The Relationship between Spending and Performance – Correlation and Causality
The rhetoric from UEFA regarding Financial Fair Play seems
to be that it is essential for the long-term health and sustainability of the
game that clubs are encouraged to be responsible and ‘live within their own
means’. A joint statement released last year from the European Commission and
UEFA outlines that the aims of FFP are to:
●
Improve the economic and financial capability of clubs;
●
Increase transparency and credibility;
●
Improve governance standards in football;
●
Encourage clubs to operate on the basis of their own revenues;
●
Introduce more discipline and rationality in club finances;
●
Protect the integrity and smooth running of UEFA club
competitions;
●
Encourage responsible spending for the long-term
benefit of football;
●
Protect the long-term viability and sustainability of
European club football.
Furthermore it is claimed that “These are objectives which
UEFA, as governing body for football in Europe, will promote in a balanced and
proportionate way, acting in accordance with all applicable legal rules and, in
particular, within the framework of EU law” http://ec.europa.eu/competition/sectors/sports/joint_statement_en.pdf.

◆ Recorded data:

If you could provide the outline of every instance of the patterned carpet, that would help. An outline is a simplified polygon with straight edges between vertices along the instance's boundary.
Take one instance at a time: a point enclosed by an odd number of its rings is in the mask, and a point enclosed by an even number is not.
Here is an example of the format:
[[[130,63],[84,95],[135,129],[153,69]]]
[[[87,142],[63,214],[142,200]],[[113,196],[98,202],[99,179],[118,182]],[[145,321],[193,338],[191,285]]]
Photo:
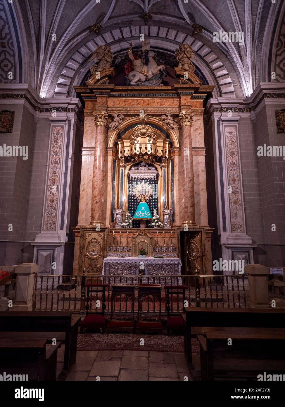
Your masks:
[[[148,350],[154,352],[184,352],[181,335],[145,335],[143,346],[141,335],[127,333],[84,333],[78,335],[78,350]],[[193,351],[199,353],[198,342],[192,340]]]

◆ What the exercise asks: List every aim of Financial Fair Play that the article quotes from the joint statement. The records come from a source unrelated to the article.

◆ Exercise response:
- Improve the economic and financial capability of clubs
- Increase transparency and credibility
- Improve governance standards in football
- Encourage clubs to operate on the basis of their own revenues
- Introduce more discipline and rationality in club finances
- Protect the integrity and smooth running of UEFA club competitions
- Encourage responsible spending for the long-term benefit of football
- Protect the long-term viability and sustainability of European club football